* [Task requirements] Please reproduce each of the entries below exactly as they appear.

* [Input material]

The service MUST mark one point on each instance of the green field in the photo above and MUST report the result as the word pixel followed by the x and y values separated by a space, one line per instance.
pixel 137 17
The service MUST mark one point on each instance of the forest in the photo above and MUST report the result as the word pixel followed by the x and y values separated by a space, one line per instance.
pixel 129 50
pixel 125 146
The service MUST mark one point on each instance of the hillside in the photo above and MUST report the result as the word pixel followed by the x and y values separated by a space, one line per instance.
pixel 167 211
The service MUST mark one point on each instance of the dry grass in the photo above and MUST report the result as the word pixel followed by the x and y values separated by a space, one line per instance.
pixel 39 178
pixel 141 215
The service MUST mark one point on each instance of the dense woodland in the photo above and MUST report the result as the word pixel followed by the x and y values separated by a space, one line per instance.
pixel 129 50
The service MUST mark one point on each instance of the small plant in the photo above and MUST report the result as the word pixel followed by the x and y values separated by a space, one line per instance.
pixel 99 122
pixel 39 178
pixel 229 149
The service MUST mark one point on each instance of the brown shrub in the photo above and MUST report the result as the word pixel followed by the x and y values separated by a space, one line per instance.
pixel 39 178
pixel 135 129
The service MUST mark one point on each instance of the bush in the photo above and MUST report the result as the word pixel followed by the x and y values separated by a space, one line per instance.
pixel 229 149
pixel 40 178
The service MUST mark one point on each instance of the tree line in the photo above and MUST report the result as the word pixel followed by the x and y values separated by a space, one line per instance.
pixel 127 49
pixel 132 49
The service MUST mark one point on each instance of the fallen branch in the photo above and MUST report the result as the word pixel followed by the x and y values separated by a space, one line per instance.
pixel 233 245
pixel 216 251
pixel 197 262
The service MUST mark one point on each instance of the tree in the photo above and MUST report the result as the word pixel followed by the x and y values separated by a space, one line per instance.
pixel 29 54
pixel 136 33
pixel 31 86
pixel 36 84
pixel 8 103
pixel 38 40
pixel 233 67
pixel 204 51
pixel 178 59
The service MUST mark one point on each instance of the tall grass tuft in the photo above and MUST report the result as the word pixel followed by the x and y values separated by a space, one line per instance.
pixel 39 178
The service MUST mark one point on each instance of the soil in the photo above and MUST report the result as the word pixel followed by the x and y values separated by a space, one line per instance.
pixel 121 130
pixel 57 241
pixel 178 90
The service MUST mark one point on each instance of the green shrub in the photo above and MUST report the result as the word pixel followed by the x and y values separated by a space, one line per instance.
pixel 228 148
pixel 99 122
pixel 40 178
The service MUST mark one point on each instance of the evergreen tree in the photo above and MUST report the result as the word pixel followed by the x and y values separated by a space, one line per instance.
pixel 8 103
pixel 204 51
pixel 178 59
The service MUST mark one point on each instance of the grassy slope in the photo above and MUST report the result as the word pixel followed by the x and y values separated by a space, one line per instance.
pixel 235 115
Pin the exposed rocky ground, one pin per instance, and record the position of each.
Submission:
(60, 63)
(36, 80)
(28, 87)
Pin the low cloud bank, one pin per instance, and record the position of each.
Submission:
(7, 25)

* [Output below]
The service MUST mark one point on each instance of the green field in the photo above and MUST report the result as the word pixel followed by the x and y values separated by a space, one line per instance.
pixel 137 17
The service MUST mark one point on each instance of the forest in the photo above and MUST report the result as the word pixel followed by the x and y values separated by a space, one line per instance.
pixel 129 50
pixel 125 146
The service MUST mark one point on each instance of the hillside in the photo above and MUST report the result as the word pixel followed by the x and y values separated by a space, one line per instance.
pixel 167 211
The service MUST mark one point on each instance of the dry grass in the photo above and MUST report the result as the word pixel followed by the x and y values separated by a space, one line per instance.
pixel 39 178
pixel 141 215
The service MUST mark one point on each instance of the dense woodland in the photo above and MUST report the result as the word pixel followed by the x and y values separated by a space, one line per instance.
pixel 129 50
The service MUST mark one point on each instance of the small plant in the photo above and MUST report the result as the word pixel followed by the x and y values separated by a space, one line per instance.
pixel 99 122
pixel 39 178
pixel 229 149
The service MUST mark one point on each instance of the brown shrub in the photo above and MUST report the result as the word pixel followed by the x and y values separated by a space, one line per instance.
pixel 39 178
pixel 135 129
The service MUST mark one point on each instance of the bush in the photo above and MUST report the result as the word pixel followed by the x and y values separated by a space, one line per instance.
pixel 229 149
pixel 40 178
The service MUST mark one point on each instance of the tree line in the photo above and MUST report the result as the word pixel followed by the x and y values separated by a space, one line per instance.
pixel 127 49
pixel 132 49
The service MUST mark one point on each instance of the fallen branch in the photo above and MUST report the result as the word pixel followed by the x and y values separated by a space, one line per instance.
pixel 233 245
pixel 216 251
pixel 197 262
The service MUST mark one point on each instance of the tree in the photo above and MUST report the result as the word pixel followed by the x and y values separated by a space, one line per instance.
pixel 29 54
pixel 136 33
pixel 31 86
pixel 36 84
pixel 8 103
pixel 38 40
pixel 233 67
pixel 204 51
pixel 178 59
The service MUST mark one point on each instance of the tall grass tuft in the photo above and MUST report the result as the word pixel followed by the x and y values separated by a space, one line per instance.
pixel 39 178
The service MUST mark one point on each instance of the soil in the photo above and MUST report the result as the word pixel followed by the x and y values separated by a space, one line per instance.
pixel 121 130
pixel 57 241
pixel 178 90
The service MUST mark one point on each instance of the green shrub in the photo above and MUST report the result as the word pixel followed by the x and y values separated by a space, one line per instance.
pixel 228 148
pixel 99 122
pixel 40 178
The service MUST mark one point on each instance of the evergreen tree in the photo above and MUST report the result as the word pixel followed by the x and y values separated by a space, one line per instance.
pixel 8 103
pixel 204 51
pixel 178 59
The service MUST mark one point on each instance of the grassy slope in the photo above and MUST report the result as the word pixel followed by the x and y values separated by a space, one line per instance.
pixel 235 115
Pin the exposed rocky ground, one pin per instance, and record the position of each.
Submission:
(60, 63)
(36, 80)
(28, 87)
Pin the low cloud bank, one pin per instance, and record the position of each.
Submission:
(7, 25)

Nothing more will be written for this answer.